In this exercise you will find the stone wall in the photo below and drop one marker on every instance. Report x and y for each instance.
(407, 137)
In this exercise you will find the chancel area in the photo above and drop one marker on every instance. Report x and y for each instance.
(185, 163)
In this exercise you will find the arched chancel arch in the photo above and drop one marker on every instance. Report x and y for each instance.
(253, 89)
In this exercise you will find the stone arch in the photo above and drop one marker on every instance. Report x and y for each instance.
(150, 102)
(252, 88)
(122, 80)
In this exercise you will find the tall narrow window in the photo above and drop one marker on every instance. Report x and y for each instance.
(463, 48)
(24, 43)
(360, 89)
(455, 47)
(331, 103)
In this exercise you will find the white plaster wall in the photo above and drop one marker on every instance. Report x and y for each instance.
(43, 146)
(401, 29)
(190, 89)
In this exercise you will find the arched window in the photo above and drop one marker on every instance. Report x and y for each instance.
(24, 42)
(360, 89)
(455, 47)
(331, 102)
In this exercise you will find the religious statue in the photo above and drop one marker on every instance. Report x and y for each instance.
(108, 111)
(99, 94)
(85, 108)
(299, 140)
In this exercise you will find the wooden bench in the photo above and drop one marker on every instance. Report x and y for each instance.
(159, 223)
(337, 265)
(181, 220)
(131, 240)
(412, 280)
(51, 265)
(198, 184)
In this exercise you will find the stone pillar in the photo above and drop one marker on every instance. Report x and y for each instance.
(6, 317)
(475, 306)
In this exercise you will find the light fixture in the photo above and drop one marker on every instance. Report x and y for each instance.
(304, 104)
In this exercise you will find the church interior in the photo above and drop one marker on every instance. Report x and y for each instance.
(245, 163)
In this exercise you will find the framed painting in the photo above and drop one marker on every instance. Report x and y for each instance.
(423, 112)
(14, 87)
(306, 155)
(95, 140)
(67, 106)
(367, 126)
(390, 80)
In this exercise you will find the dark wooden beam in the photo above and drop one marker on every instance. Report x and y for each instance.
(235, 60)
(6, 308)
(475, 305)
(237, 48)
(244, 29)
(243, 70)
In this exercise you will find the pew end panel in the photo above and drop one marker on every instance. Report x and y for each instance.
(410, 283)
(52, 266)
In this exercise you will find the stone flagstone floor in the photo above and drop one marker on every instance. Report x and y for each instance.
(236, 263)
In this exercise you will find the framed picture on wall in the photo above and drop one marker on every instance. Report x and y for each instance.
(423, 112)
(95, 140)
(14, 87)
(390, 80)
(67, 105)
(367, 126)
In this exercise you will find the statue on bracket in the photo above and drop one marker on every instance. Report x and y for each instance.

▶ WHAT TO DO
Rewrite the rows starting at the one containing "In this exercise you will find the pew" and ending at the last row, requests included, and shift every coordinate in the answers by -86.

▶ ANSWER TO THE EXERCISE
In this exercise you will find the pew end panel in the photo above and drop one marker on every instance. Report x and y for each instance.
(324, 197)
(-34, 180)
In this exercise you will find the stone flagstone floor in the photo above and drop one marker on every instance. Report x and y for each instance.
(150, 177)
In this exercise you will find the framed picture on wall in the photo above and drop one marker on every instance. Report x and y for each instance.
(337, 26)
(9, 54)
(-72, 1)
(304, -6)
(-19, 19)
(281, 40)
In this exercise you will find the statue on bracket in the photo above and drop one marker on every instance. Report x and y for each instance.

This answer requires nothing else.